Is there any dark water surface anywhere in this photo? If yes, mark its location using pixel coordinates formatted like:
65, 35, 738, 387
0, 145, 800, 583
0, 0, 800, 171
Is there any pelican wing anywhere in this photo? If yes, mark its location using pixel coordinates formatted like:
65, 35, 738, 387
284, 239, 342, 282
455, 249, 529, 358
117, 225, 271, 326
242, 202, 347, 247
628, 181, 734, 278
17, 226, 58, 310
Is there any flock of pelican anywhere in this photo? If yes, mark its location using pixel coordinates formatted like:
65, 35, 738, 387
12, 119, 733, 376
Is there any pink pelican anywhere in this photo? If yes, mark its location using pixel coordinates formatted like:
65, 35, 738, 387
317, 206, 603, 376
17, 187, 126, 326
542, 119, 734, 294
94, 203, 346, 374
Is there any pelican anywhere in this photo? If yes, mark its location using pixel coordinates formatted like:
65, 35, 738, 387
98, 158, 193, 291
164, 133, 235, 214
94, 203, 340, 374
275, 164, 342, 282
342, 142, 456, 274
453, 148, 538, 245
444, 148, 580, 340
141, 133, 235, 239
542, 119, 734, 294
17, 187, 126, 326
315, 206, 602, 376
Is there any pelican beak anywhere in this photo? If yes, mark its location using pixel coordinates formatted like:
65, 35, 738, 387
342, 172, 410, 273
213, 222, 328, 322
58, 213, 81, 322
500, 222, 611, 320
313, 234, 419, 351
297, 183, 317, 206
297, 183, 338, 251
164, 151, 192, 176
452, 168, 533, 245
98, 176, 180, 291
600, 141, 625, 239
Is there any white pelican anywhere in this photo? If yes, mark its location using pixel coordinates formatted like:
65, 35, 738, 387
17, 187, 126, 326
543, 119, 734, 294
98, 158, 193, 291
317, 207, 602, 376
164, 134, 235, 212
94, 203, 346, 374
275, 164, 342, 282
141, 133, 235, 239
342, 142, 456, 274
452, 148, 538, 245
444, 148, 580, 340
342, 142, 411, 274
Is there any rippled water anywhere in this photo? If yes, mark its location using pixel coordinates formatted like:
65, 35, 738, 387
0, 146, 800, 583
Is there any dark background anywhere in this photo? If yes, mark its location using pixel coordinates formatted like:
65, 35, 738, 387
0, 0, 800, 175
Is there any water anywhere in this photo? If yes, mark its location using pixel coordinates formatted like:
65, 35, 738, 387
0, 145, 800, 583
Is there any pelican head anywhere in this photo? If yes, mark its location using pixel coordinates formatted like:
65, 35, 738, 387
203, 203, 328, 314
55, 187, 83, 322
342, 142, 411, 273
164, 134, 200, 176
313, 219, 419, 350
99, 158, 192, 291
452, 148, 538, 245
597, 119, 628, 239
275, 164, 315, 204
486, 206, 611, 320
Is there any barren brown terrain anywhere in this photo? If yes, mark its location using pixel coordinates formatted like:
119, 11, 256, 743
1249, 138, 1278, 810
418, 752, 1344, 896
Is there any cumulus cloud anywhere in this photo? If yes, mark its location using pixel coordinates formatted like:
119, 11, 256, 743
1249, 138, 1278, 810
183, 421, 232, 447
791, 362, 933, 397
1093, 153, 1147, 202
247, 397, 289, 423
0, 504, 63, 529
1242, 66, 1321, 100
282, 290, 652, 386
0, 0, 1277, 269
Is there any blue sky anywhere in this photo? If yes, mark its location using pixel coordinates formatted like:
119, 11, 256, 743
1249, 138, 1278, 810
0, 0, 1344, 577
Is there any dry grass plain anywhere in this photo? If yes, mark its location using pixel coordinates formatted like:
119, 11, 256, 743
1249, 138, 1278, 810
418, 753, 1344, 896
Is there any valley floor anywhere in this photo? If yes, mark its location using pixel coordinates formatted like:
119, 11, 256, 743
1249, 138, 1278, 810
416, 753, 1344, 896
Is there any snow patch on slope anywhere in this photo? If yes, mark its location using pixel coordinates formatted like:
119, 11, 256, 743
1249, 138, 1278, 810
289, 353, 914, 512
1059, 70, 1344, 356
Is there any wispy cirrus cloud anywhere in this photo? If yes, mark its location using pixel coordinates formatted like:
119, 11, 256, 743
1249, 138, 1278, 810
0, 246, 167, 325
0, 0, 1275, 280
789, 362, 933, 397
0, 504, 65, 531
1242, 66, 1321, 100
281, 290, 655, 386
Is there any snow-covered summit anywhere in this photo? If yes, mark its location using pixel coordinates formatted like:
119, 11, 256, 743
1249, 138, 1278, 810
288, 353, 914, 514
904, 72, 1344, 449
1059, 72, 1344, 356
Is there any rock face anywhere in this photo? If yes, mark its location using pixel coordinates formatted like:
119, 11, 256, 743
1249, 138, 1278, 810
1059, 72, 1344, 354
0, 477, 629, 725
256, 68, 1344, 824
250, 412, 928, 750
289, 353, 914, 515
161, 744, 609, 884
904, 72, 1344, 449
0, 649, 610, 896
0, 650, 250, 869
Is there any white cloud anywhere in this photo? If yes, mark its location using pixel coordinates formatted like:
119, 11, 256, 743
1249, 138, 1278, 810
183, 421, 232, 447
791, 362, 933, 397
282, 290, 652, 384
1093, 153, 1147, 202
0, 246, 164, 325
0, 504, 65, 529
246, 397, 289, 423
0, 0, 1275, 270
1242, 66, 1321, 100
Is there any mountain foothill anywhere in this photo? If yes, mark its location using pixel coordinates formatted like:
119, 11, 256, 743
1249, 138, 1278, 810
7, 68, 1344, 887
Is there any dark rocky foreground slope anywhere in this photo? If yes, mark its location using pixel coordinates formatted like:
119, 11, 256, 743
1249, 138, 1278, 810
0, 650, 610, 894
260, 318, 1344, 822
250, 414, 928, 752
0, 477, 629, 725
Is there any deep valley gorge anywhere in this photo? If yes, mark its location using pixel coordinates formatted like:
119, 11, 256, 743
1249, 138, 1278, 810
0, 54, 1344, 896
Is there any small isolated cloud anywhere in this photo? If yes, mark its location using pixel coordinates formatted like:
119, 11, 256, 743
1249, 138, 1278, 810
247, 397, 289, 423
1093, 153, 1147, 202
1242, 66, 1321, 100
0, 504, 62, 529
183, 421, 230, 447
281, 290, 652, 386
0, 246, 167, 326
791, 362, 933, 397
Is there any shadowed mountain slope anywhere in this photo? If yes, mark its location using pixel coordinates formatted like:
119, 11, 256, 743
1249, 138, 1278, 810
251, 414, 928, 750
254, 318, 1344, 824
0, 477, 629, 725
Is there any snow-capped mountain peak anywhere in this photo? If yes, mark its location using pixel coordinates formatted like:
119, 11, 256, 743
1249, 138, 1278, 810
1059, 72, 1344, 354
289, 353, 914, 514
━━━━
• [TASK DETAILS]: Copy every item above word for word, with each line unchanged and in the same order.

• [RESPONSE FOR THIS EXERCISE]:
Is there any dark water surface anywhere in this photo? If yes, mark its location using pixel coordinates formatted like:
65, 35, 738, 387
0, 145, 800, 583
0, 0, 800, 171
Is there any pelican wing anywhere in this photo? If yes, mark its location using pixel coordinates formatted like:
65, 35, 738, 387
284, 239, 342, 282
455, 249, 529, 358
117, 225, 271, 326
242, 202, 347, 247
628, 181, 734, 278
17, 226, 58, 310
Is there any flock of pelican anywhere in this photo? If yes, mark its location using pixel coordinates formatted like:
65, 35, 738, 387
12, 119, 733, 376
Is there any pink pelican anywhere in this photo? If yes, mark its location using pixel coordinates formatted like:
65, 35, 738, 387
317, 206, 603, 376
17, 187, 126, 326
542, 119, 734, 294
94, 203, 346, 374
Is there any pelican anywhere in this photo? If yes, mark its location using pixel coordinates formatted like:
65, 35, 738, 387
98, 158, 193, 291
164, 133, 235, 214
94, 203, 340, 374
275, 164, 342, 282
342, 142, 456, 274
453, 148, 538, 245
444, 148, 580, 340
141, 133, 235, 239
542, 119, 734, 294
17, 187, 126, 326
315, 206, 602, 376
Is there any pelican beak anywhere in this photo? If yes, mark its location using pixel coordinates formatted like:
65, 35, 738, 387
342, 172, 410, 273
213, 222, 328, 322
58, 213, 81, 322
500, 222, 611, 320
313, 234, 419, 351
297, 183, 317, 206
297, 183, 338, 251
164, 151, 192, 176
452, 168, 533, 245
98, 176, 180, 291
600, 141, 625, 239
Is there any white pelican anywhere in this photo? If yes, mark its location using pixel coordinates formatted like:
65, 35, 738, 387
17, 187, 126, 326
543, 119, 734, 294
98, 158, 193, 291
317, 207, 602, 376
164, 134, 235, 212
94, 203, 346, 374
275, 164, 342, 282
141, 133, 235, 239
342, 142, 456, 274
452, 148, 538, 245
444, 148, 580, 340
342, 142, 411, 274
Is there any rippled water anywhere in this photo? If yes, mark its location using pixel coordinates formatted like:
65, 35, 738, 387
0, 146, 800, 583
Is there any dark background anywhere in this photo? If yes, mark its location using pixel coordinates formatted like:
65, 35, 738, 387
0, 0, 800, 175
Is there any water anywhere in this photo? If yes, mark its location using pixel coordinates formatted like:
65, 35, 738, 387
0, 145, 800, 583
Is there any pelican head anywhere in this photo? If yes, mark its location using pixel coordinates formatted like:
65, 35, 738, 387
203, 203, 328, 314
55, 187, 83, 322
342, 142, 411, 273
164, 134, 200, 176
313, 219, 419, 350
99, 158, 192, 291
452, 148, 538, 245
597, 119, 628, 239
275, 164, 315, 204
486, 206, 611, 320
Is there any barren brown terrain anywhere in this photo? If yes, mark its location using pixel coordinates formatted like:
119, 11, 256, 743
1249, 138, 1278, 810
418, 752, 1344, 896
Is there any cumulus cloud anywhere in this photo? If yes, mark its location using pixel coordinates formatted like:
119, 11, 256, 743
1249, 138, 1278, 810
183, 421, 232, 447
791, 362, 933, 397
1093, 153, 1147, 202
247, 397, 289, 423
0, 504, 63, 529
1242, 66, 1321, 100
282, 290, 652, 386
0, 0, 1277, 269
Is there any blue sky anywhere in this photo? If yes, mark its location using pixel coordinates formatted like:
119, 11, 256, 743
1249, 138, 1278, 810
0, 0, 1344, 577
Is there any dry grass plain anywhere in this photo? If yes, mark its location using pixel coordinates formatted like:
119, 11, 256, 743
1249, 138, 1278, 810
418, 753, 1344, 896
Is there any valley floor anywhere in this photo? If yes, mark its location using pixel coordinates formatted like:
119, 11, 256, 743
1249, 138, 1278, 810
416, 753, 1344, 896
Is there any snow patch on slope anywhere in this photo? If yes, mark its location using pixel coordinates formatted like:
119, 11, 256, 743
1249, 138, 1278, 810
289, 353, 914, 512
1059, 70, 1344, 356
Is there any wispy cirrus cloud anywhere in this photo? If yes, mark its location using pixel coordinates formatted like:
119, 11, 256, 743
1249, 138, 1278, 810
0, 246, 167, 325
0, 0, 1275, 280
789, 362, 933, 397
0, 504, 65, 531
1242, 66, 1321, 100
281, 290, 655, 386
Is there any snow-covered summit anywhere in this photo? If yes, mark its location using pixel coordinates formatted like:
119, 11, 256, 743
1249, 138, 1278, 810
288, 353, 914, 514
904, 72, 1344, 449
1059, 72, 1344, 356
Is there any rock face anywhere in this photo? If yes, mark its location using pixel coordinates formatted like:
119, 11, 256, 743
1249, 138, 1278, 810
1059, 72, 1344, 354
0, 477, 629, 725
256, 68, 1344, 824
250, 412, 928, 750
289, 353, 914, 515
161, 744, 609, 884
904, 72, 1344, 449
0, 649, 610, 896
0, 650, 250, 869
Is there any white cloud anywhere in this photo? If yes, mark its location using pixel coordinates formatted like:
119, 11, 256, 743
1249, 138, 1278, 810
183, 421, 232, 447
791, 362, 933, 397
282, 290, 652, 384
1093, 153, 1147, 202
0, 246, 164, 325
0, 504, 65, 529
246, 397, 289, 423
0, 0, 1275, 270
1242, 66, 1321, 100
Is there any mountain foothill anywhere in this photo? If yes, mark its location using pixel coordinates formatted like:
119, 11, 256, 743
1249, 138, 1278, 810
7, 68, 1344, 887
Is there any dark rocky foreground slope anywhere in this photo? If yes, mark its location using pixel coordinates formatted like:
119, 11, 256, 743
1249, 138, 1278, 810
0, 650, 610, 894
260, 318, 1344, 822
250, 414, 928, 752
0, 477, 629, 725
Is there any deep valley gorge anywhere in this photo? If yes, mark its location using pixel coordinates formatted like:
119, 11, 256, 743
1249, 138, 1278, 810
0, 54, 1344, 896
Is there any small isolated cloud anywhere in this photo? If yes, mark its location using pixel coordinates formatted like:
119, 11, 256, 743
1249, 138, 1278, 810
247, 397, 289, 423
1093, 153, 1147, 202
1242, 66, 1321, 100
0, 504, 62, 529
183, 421, 230, 447
281, 290, 652, 386
0, 246, 167, 326
791, 362, 933, 397
Is there any shadowed mountain slope anywhere in this photo? If yes, mark its location using pixel coordinates formatted like:
119, 11, 256, 743
1249, 138, 1278, 810
251, 414, 928, 750
254, 318, 1344, 824
0, 477, 629, 725
Is there any snow-capped mountain peak anywhere in this photo? If yes, mark its location using pixel coordinates formatted like:
119, 11, 256, 743
1249, 138, 1278, 810
1059, 72, 1344, 354
289, 353, 914, 514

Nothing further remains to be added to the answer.